* **WRITTEN EXERCISE**:
Rewrite the records from the line containing "Provide one point per instance of the power" up to and including the line containing "[(438, 385)]" as a numbered list, omitting any blank lines.

* **INFORMATION GIVEN**:
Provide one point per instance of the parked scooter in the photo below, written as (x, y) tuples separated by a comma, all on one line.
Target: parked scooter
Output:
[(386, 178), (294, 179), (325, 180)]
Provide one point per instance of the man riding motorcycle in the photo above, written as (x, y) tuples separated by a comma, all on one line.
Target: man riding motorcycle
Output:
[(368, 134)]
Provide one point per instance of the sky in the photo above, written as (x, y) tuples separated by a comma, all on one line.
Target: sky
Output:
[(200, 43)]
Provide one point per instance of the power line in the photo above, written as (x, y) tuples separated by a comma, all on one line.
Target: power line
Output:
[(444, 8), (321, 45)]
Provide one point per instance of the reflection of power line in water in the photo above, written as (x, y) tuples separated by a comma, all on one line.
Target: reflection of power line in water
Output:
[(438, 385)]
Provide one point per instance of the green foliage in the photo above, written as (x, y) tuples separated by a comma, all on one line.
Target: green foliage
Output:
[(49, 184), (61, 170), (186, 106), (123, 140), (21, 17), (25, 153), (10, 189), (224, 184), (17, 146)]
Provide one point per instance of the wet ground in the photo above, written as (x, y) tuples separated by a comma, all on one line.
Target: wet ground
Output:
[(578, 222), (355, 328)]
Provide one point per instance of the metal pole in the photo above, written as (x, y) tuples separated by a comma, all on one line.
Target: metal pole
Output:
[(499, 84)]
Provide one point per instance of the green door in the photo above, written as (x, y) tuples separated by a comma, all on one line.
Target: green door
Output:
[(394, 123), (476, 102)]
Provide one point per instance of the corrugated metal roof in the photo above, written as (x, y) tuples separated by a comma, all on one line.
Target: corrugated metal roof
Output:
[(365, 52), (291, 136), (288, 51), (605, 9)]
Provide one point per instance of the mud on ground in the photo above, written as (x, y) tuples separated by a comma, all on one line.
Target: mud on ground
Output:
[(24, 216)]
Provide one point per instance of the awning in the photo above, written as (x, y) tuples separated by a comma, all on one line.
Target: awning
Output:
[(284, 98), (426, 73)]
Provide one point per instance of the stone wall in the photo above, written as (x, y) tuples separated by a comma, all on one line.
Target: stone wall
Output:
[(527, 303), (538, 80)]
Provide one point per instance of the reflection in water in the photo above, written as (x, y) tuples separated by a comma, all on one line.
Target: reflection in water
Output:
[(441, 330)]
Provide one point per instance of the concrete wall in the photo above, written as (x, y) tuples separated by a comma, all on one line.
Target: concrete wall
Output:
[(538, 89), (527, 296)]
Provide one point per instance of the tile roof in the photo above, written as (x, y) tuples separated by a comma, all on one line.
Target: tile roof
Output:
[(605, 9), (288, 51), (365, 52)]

* **RESPONSE**:
1. Provide one point per instance of the power line in the photo above, written as (x, y) tuples separated by a comma, all on one line.
2. Target: power line
3. Output:
4. [(444, 8), (321, 45)]
5. Provide one point per instance of the reflection of power line in water in the photo above, written as (x, y) tuples separated by a comma, all on one line.
6. Target: reflection of power line in water
7. Output:
8. [(438, 385)]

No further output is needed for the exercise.